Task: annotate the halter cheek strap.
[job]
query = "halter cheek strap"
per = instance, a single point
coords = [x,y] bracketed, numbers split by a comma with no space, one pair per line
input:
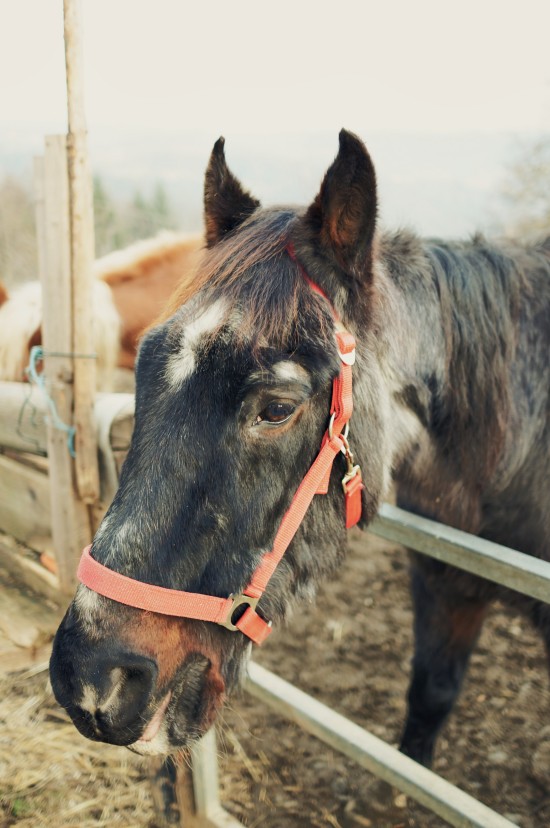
[228,612]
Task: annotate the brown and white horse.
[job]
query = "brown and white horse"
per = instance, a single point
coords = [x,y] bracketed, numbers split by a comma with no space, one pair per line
[234,392]
[130,289]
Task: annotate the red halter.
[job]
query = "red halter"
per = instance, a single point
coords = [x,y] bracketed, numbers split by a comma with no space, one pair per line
[194,605]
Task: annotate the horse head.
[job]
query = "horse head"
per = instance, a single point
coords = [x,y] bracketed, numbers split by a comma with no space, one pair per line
[233,398]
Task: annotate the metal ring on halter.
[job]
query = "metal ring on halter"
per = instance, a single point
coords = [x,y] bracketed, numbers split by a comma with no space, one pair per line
[344,433]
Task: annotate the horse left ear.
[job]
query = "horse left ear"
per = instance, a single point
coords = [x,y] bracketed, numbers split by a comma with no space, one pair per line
[226,203]
[341,221]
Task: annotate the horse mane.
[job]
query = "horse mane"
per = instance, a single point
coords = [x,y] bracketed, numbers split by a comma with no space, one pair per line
[251,269]
[478,285]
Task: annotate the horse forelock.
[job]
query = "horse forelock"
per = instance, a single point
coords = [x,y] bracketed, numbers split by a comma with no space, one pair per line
[251,272]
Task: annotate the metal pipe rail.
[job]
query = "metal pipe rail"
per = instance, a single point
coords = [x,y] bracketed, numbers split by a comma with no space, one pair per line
[504,566]
[373,754]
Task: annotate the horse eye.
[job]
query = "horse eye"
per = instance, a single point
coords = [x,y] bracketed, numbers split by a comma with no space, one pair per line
[276,412]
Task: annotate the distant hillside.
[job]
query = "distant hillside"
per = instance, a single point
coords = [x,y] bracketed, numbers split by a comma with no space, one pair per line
[439,184]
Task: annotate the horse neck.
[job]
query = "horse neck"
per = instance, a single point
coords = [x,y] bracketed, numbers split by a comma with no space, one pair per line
[441,371]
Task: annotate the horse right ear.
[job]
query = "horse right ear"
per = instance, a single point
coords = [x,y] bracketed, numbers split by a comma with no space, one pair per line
[341,221]
[226,203]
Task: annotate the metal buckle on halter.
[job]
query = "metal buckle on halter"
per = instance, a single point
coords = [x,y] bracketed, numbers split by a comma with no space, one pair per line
[239,600]
[353,469]
[349,475]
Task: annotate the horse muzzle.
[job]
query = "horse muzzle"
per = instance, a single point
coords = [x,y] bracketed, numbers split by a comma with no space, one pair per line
[117,694]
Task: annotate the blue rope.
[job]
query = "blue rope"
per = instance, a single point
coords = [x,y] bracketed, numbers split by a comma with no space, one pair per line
[37,354]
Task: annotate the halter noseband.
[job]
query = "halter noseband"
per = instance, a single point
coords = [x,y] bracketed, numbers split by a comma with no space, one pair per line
[222,611]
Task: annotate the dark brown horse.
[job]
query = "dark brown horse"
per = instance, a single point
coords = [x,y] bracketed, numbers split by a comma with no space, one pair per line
[451,400]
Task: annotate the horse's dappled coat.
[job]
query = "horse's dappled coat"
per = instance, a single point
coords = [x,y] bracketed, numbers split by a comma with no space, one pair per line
[451,400]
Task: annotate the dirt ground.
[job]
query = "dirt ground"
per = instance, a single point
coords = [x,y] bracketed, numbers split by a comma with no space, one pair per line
[351,651]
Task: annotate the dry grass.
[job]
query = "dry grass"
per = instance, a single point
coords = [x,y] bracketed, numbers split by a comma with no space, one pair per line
[51,776]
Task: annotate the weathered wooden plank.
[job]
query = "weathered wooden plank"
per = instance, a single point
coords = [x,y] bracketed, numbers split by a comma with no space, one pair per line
[444,799]
[22,417]
[505,566]
[24,502]
[28,570]
[82,256]
[23,413]
[70,521]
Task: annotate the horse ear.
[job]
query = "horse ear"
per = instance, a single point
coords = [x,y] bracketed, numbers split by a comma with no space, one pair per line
[226,203]
[342,219]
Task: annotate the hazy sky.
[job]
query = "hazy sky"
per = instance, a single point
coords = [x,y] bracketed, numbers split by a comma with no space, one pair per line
[243,66]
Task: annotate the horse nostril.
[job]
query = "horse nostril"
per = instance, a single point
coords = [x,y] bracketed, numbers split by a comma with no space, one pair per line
[127,690]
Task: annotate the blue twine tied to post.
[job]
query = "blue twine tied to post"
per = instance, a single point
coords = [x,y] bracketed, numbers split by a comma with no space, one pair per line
[37,354]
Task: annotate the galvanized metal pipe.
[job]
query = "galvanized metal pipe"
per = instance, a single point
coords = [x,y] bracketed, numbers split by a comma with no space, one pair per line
[516,570]
[430,790]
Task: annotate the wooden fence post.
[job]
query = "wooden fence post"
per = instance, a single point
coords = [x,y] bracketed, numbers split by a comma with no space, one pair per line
[82,256]
[70,521]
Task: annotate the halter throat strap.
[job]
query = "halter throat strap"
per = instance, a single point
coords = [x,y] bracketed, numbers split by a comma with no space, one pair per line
[238,612]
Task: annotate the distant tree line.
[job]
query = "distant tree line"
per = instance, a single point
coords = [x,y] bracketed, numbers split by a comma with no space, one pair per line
[117,224]
[527,192]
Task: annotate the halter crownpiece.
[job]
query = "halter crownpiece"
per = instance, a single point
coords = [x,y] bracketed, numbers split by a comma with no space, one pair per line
[223,611]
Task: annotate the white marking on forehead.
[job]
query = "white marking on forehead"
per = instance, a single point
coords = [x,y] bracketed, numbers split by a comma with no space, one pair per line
[182,365]
[287,370]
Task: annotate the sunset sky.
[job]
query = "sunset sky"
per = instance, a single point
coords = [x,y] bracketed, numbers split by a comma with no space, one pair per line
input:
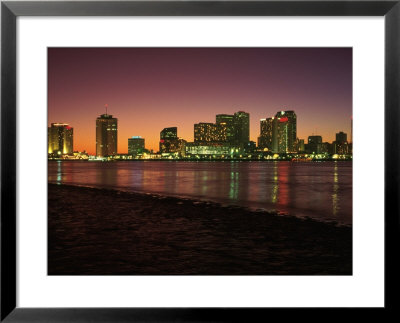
[149,89]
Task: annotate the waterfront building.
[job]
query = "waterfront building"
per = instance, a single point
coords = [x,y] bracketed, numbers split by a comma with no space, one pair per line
[341,146]
[210,149]
[135,145]
[205,132]
[169,133]
[314,145]
[170,143]
[241,124]
[284,132]
[300,147]
[226,127]
[60,139]
[266,133]
[106,135]
[209,132]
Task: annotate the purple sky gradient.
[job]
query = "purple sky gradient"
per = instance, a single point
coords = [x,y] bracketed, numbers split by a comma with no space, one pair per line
[149,89]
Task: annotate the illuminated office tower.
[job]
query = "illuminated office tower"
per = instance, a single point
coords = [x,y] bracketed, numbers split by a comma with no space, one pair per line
[60,139]
[314,145]
[241,123]
[169,133]
[209,132]
[341,137]
[284,132]
[135,145]
[226,127]
[341,146]
[106,135]
[266,133]
[204,132]
[170,143]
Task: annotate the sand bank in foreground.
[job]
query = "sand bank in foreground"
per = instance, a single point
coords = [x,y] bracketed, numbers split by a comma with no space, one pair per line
[108,232]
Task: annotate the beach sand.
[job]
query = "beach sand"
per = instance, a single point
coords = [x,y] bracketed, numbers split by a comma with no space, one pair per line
[108,232]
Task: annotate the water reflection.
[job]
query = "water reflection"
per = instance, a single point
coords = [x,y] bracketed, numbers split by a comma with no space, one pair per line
[304,189]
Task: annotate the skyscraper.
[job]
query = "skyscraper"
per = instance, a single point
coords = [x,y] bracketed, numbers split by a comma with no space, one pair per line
[341,137]
[241,123]
[284,132]
[314,145]
[205,132]
[60,139]
[106,135]
[169,133]
[170,143]
[266,133]
[135,145]
[341,145]
[225,122]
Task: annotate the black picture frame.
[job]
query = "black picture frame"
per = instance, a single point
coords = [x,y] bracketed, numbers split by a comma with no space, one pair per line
[10,10]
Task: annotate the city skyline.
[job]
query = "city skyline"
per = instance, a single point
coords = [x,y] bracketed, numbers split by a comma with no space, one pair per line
[151,89]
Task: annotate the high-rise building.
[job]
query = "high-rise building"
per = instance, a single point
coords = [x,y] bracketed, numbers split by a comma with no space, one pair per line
[106,135]
[341,137]
[60,139]
[169,133]
[284,132]
[170,143]
[314,145]
[226,126]
[266,133]
[135,145]
[204,132]
[241,123]
[341,145]
[209,132]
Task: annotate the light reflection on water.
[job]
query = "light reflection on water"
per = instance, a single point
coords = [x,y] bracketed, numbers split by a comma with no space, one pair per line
[318,190]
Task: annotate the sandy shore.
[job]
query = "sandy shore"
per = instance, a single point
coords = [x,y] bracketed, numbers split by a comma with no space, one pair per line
[108,232]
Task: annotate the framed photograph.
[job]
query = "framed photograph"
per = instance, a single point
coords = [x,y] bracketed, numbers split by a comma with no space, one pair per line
[194,160]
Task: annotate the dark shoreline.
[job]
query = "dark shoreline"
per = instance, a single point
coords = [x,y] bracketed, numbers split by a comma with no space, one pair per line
[107,232]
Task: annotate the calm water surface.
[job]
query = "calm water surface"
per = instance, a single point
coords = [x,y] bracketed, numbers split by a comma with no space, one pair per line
[320,190]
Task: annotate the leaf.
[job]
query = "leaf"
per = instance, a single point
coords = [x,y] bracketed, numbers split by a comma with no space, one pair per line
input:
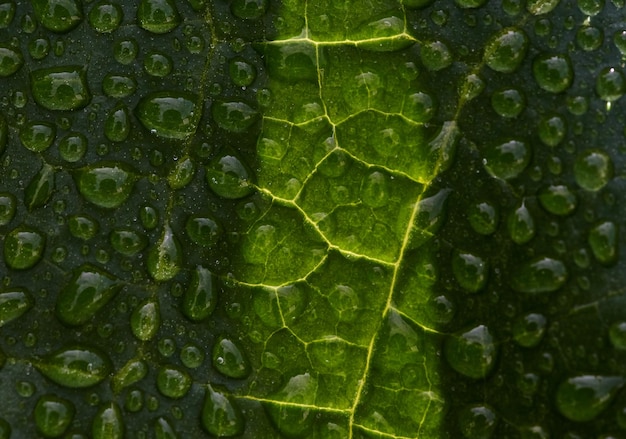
[391,219]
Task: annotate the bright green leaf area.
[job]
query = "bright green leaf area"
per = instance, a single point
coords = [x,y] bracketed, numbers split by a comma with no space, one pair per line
[312,219]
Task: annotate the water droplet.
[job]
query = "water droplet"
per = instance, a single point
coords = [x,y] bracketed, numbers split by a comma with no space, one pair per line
[436,55]
[507,160]
[228,177]
[483,217]
[419,107]
[73,147]
[249,9]
[172,115]
[477,421]
[583,398]
[470,271]
[221,416]
[589,38]
[590,7]
[540,7]
[157,64]
[89,290]
[521,225]
[58,15]
[528,330]
[158,16]
[83,227]
[553,73]
[203,230]
[173,382]
[145,320]
[11,60]
[165,258]
[558,199]
[539,275]
[23,247]
[53,415]
[610,84]
[242,73]
[8,206]
[191,356]
[471,353]
[201,296]
[506,50]
[125,51]
[106,184]
[76,367]
[603,242]
[117,124]
[61,88]
[37,136]
[13,304]
[127,241]
[129,374]
[229,360]
[108,423]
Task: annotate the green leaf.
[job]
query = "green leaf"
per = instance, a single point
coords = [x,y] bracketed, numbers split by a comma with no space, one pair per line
[291,219]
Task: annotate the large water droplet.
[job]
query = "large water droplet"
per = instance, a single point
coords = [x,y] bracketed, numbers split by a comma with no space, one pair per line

------------------------

Update everything from the line containing "Task: annotate the large water droplet." down to the end of the records by swapping "large water droplet" for "small water droplet". Leave everything else in those lines unchanged.

Task: annotate the small water droplet.
[job]
query = "small water droplet"
per = instance, a single point
coords = [x,y] bracketed, numbers split by a comma with no space, one pair per line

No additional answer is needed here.